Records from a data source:

● ● ● ● ● ● ●

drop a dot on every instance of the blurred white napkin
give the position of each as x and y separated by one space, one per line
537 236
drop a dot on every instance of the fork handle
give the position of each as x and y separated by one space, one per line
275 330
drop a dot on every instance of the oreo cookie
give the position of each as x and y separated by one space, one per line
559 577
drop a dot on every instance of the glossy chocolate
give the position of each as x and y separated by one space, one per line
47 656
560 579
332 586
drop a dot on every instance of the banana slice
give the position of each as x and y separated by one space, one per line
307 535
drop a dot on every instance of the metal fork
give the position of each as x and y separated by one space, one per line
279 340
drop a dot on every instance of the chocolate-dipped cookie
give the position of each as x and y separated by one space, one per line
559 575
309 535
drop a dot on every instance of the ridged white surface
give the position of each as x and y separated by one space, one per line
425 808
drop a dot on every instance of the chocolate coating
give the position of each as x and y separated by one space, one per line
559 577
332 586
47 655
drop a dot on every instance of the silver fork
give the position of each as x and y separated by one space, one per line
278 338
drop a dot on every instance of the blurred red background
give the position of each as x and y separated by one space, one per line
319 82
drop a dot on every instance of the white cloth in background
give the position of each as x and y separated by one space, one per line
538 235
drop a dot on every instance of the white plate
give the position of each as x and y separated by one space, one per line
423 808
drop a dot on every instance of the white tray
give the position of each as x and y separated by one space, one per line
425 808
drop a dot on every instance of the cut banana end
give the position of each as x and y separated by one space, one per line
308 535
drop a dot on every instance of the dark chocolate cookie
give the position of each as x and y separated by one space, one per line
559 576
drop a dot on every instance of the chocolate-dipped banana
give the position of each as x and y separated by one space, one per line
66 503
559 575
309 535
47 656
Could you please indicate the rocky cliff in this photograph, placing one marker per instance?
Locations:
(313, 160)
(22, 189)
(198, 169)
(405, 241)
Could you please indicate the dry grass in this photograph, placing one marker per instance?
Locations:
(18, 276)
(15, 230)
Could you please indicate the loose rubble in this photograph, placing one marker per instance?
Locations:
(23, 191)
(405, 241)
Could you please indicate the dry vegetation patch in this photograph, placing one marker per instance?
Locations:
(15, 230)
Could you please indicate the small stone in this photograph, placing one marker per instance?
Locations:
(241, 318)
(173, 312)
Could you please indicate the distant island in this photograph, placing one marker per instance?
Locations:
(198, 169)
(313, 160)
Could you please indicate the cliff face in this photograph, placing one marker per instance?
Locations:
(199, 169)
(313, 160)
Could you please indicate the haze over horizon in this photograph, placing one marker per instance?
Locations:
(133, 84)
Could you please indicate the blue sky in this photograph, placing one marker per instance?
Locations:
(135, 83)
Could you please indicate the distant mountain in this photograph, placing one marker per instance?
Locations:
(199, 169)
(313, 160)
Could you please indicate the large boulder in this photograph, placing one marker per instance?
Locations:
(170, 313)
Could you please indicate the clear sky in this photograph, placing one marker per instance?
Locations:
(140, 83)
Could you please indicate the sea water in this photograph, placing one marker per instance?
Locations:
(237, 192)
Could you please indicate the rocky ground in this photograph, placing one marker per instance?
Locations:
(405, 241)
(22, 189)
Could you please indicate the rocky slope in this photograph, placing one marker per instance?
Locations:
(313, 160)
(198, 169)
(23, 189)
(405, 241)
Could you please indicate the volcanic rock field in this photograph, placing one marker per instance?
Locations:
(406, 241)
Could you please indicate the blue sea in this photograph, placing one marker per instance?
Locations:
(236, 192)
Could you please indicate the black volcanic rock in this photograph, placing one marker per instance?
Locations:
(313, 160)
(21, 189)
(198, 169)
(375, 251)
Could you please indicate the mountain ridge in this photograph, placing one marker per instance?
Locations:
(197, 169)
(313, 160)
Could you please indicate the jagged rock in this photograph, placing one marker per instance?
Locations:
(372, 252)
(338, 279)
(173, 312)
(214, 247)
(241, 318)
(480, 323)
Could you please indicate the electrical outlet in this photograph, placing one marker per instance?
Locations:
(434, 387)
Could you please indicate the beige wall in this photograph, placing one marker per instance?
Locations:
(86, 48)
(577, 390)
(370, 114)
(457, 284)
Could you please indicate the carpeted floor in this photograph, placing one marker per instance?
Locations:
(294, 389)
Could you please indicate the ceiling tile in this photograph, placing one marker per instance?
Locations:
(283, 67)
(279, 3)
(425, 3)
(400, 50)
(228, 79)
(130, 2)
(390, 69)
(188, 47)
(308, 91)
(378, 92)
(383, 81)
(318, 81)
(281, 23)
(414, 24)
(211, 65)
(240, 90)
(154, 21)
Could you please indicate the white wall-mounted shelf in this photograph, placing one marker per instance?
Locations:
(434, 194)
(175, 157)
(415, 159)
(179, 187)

● ● ● ● ● ● ●

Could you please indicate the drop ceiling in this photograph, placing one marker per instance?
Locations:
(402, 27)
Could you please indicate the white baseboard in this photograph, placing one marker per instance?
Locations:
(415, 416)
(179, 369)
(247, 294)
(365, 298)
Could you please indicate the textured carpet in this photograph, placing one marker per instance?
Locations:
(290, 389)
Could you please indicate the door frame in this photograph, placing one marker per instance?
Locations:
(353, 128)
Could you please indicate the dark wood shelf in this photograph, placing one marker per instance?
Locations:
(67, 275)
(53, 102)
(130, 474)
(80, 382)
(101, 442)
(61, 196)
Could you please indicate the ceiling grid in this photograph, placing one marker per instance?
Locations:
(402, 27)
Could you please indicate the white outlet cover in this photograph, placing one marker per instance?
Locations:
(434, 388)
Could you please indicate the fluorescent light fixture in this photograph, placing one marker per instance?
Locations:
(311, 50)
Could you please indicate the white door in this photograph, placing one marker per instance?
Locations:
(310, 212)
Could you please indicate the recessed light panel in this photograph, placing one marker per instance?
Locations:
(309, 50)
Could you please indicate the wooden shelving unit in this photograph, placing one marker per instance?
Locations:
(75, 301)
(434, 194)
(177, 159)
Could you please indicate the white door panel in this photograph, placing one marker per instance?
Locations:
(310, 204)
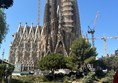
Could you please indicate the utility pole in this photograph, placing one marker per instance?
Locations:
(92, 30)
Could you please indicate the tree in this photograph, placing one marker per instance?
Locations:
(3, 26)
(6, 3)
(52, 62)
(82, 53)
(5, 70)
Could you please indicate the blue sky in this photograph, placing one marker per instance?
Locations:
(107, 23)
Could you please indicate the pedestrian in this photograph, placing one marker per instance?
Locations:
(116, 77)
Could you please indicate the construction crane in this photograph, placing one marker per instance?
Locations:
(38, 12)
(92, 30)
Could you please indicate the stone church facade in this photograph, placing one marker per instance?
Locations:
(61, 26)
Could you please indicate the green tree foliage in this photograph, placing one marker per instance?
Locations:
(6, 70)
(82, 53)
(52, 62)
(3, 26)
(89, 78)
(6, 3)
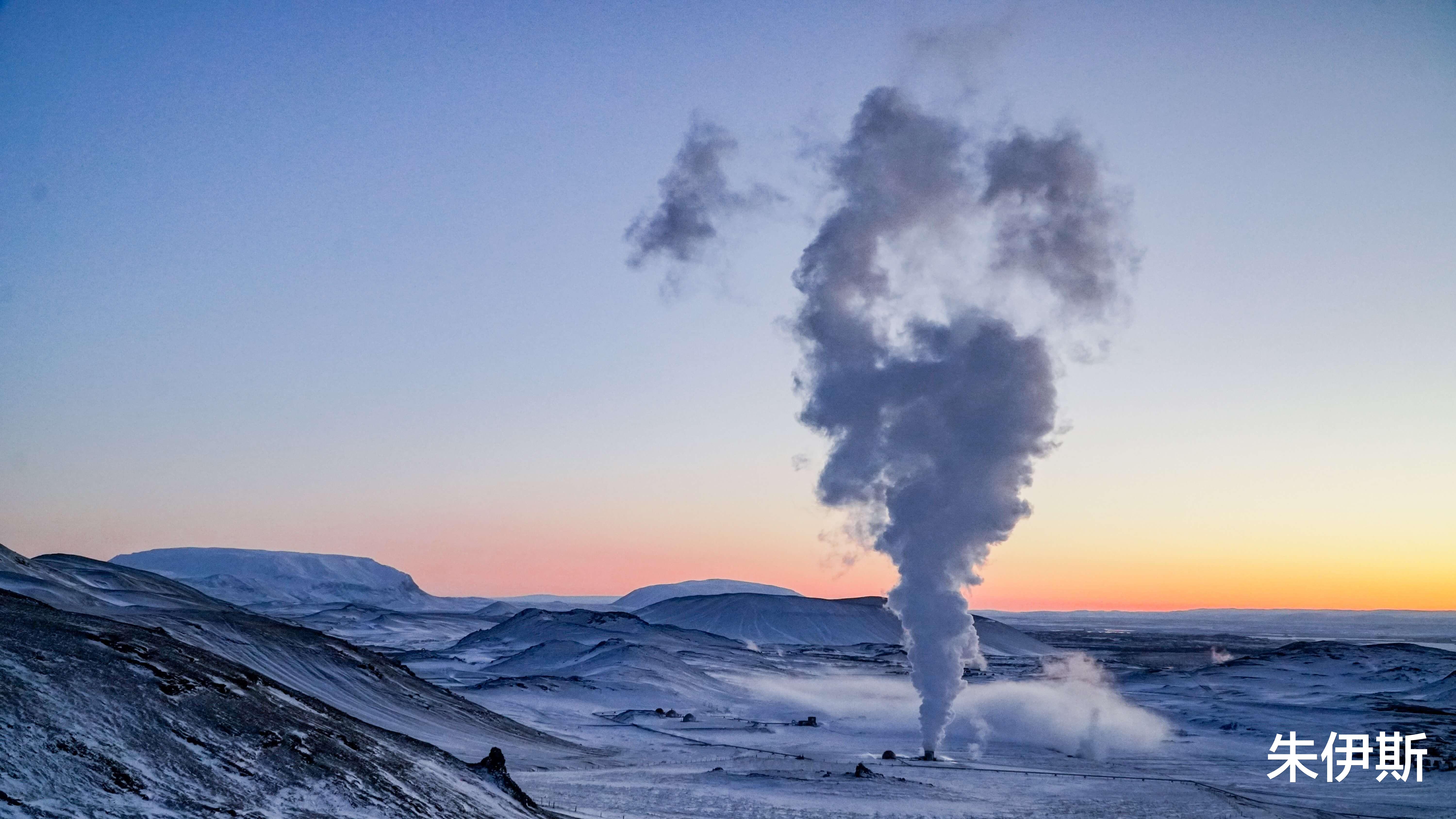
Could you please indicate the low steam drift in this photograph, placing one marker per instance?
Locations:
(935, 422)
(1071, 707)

● ● ● ● ● ● ●

Write out the rows above without changes, everything from the line containing "Could you please indicate the green" down to the line containing "(1071, 707)", with both of those lines included. Leave the pictures out of your answer.

Could you please indicate the green tree foliage in this photograph, placing one marker per instance?
Locations:
(6, 70)
(82, 53)
(52, 62)
(3, 26)
(89, 78)
(6, 3)
Could you please indicate the low steam drift in this photograph, placing one marker per instance?
Locations:
(935, 422)
(1071, 707)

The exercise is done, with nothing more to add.